++++ DATA FOR THIS TASK ++++

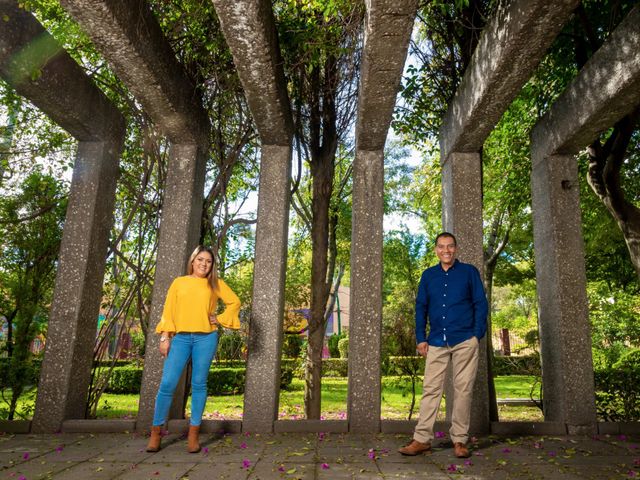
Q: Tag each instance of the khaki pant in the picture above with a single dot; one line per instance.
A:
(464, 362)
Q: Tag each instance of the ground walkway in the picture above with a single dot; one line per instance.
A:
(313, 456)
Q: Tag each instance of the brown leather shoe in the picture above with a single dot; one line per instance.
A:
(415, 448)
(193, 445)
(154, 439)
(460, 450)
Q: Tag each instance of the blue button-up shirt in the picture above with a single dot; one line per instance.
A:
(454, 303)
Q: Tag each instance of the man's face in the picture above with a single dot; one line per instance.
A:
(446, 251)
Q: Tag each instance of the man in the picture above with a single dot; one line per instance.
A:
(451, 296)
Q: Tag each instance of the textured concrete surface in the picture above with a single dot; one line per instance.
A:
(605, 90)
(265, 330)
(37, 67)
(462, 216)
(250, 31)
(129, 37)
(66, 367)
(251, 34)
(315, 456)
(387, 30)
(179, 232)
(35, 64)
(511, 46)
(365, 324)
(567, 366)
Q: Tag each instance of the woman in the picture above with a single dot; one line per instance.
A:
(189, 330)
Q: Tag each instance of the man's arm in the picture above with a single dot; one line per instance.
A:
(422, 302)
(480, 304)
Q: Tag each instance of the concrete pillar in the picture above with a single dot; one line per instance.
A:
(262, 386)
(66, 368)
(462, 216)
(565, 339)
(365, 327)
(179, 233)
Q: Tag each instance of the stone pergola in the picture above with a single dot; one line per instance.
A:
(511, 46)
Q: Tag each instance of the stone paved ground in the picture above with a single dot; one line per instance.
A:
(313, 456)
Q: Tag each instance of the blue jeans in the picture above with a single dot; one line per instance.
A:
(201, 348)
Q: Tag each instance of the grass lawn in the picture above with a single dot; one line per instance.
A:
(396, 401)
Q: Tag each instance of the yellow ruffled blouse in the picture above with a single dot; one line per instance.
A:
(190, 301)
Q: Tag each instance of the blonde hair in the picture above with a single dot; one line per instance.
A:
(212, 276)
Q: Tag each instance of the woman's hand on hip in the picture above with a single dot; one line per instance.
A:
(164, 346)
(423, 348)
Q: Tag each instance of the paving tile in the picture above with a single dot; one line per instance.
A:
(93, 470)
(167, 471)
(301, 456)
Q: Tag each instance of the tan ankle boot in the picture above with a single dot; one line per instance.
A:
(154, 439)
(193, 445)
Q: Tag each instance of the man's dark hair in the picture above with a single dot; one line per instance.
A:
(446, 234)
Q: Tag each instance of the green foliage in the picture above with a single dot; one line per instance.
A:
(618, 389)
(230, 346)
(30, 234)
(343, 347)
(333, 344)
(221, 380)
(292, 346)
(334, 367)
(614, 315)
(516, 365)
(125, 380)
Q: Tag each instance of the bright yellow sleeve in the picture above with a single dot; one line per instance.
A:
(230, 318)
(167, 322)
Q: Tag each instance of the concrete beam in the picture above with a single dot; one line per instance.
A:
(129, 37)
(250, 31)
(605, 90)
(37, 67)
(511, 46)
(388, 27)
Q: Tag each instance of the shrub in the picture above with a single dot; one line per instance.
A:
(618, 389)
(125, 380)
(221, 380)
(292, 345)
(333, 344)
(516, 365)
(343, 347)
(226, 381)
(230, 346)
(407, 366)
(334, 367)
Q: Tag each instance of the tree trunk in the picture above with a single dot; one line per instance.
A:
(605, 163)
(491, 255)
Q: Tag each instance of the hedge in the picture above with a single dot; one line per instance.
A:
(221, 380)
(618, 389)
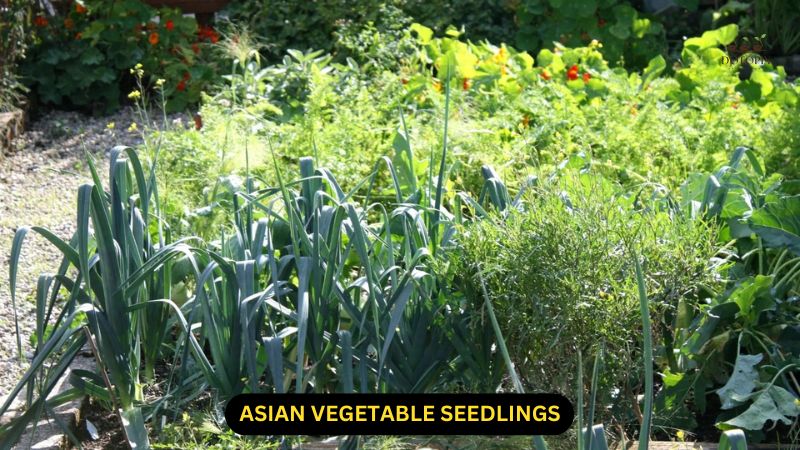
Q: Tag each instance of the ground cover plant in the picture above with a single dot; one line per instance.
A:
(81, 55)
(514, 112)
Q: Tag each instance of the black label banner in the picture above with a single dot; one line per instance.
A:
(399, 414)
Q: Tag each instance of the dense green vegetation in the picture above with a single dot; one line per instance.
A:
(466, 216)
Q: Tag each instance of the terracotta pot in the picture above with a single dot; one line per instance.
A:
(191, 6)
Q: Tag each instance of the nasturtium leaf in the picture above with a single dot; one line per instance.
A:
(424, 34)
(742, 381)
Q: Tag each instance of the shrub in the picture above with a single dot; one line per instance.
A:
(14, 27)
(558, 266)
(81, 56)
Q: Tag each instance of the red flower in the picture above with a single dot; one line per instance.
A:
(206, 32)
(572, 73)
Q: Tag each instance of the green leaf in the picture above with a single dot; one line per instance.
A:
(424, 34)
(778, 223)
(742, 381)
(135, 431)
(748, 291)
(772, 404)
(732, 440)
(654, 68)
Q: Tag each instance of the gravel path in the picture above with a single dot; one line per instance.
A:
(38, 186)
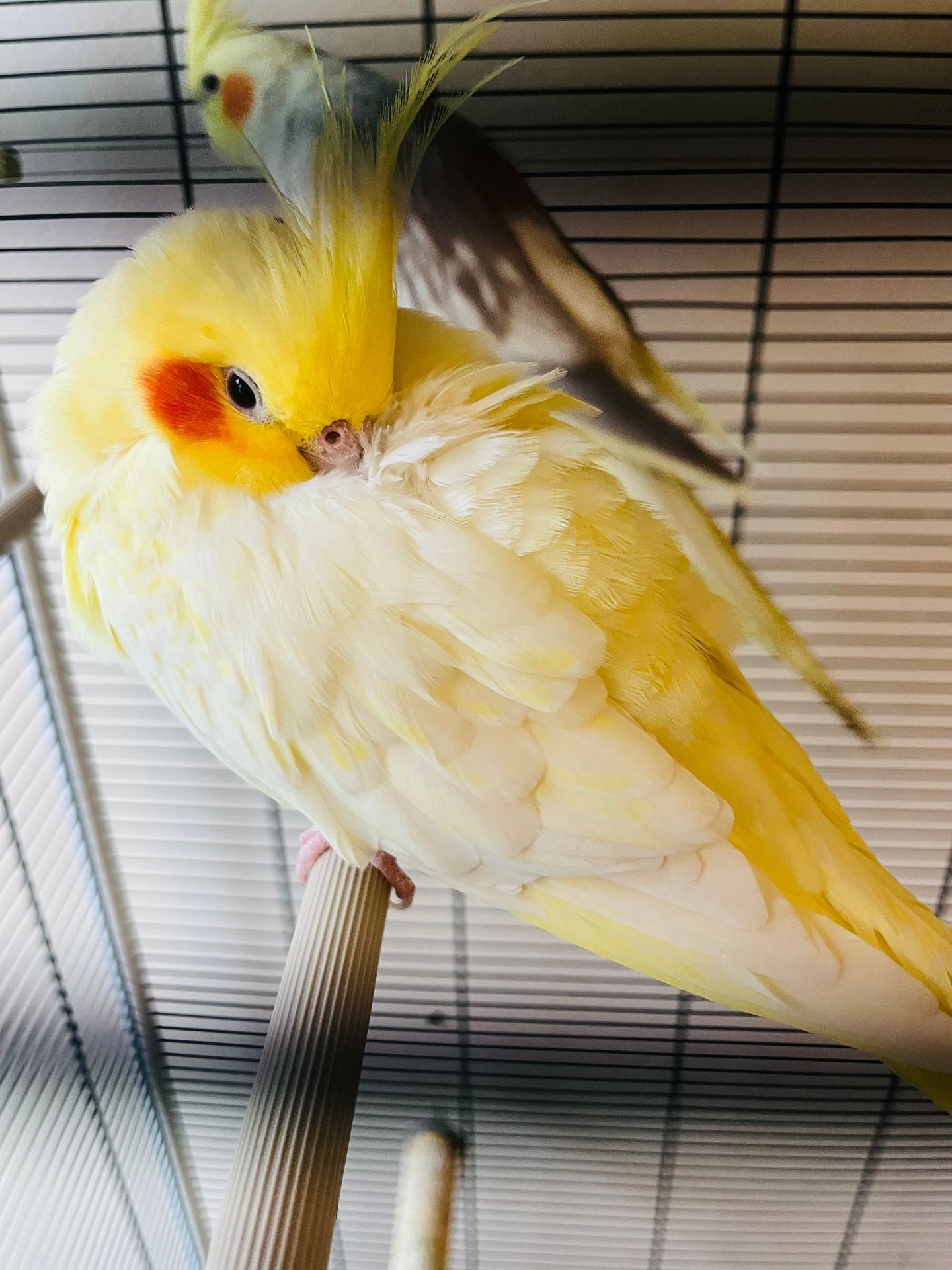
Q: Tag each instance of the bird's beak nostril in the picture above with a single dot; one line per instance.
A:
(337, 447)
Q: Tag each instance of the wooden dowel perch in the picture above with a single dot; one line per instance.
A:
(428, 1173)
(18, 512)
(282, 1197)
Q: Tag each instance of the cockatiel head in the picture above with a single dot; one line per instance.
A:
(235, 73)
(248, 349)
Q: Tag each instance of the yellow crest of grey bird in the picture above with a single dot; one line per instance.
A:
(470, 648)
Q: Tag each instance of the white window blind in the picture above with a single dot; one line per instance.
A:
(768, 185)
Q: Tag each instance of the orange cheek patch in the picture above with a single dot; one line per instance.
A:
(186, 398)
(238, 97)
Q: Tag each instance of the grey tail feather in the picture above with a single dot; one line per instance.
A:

++++

WHAT YOU SHOULD DO: Please rewrite the records from the line with "Q: Tag each instance of the red" up to and including the line with "(282, 1197)", increasing every coordinate value by 110. Keep every other line unchanged and leave out the picture line.

COMPLETED EXERCISE:
Q: Tag each instance of the red flower in the picture above with a single dot; one line per instance.
A:
(316, 142)
(682, 183)
Q: Tag each instance of the green leaf in the picture above with a single dot; one line per instance.
A:
(534, 144)
(888, 333)
(852, 491)
(245, 541)
(858, 401)
(882, 514)
(842, 550)
(764, 178)
Q: Tag each instance of the gravel path in the picture above with a single dot; one line per instance.
A:
(148, 296)
Q: Tag each instance of the bird's beak nostril in the picture above with a single dot; one line per instance.
A:
(447, 557)
Q: Tag each instance of the wooden dowel perch in the picture above with a single dot; one line per instance.
A:
(538, 1283)
(128, 622)
(392, 1307)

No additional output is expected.